▶ [INFORMATION SHOWN]
▬▬▬▬▬▬▬▬▬▬

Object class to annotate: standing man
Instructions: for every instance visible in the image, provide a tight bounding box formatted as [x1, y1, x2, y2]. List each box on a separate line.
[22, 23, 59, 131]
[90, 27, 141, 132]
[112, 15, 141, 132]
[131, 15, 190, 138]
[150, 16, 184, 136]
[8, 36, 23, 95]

▬▬▬▬▬▬▬▬▬▬

▶ [REQUIREMENTS] Put every line of the material above into a numbered list, leaving out any blank lines.

▶ [TASK ANSWER]
1. Object class to annotate: standing man
2. Instructions: for every instance visible in the image, provide a tight bounding box formatted as [x1, y1, x2, y2]. List each box on a separate line.
3. [22, 23, 59, 131]
4. [90, 27, 141, 132]
5. [112, 15, 141, 132]
6. [131, 15, 190, 138]
7. [150, 16, 184, 136]
8. [8, 36, 23, 95]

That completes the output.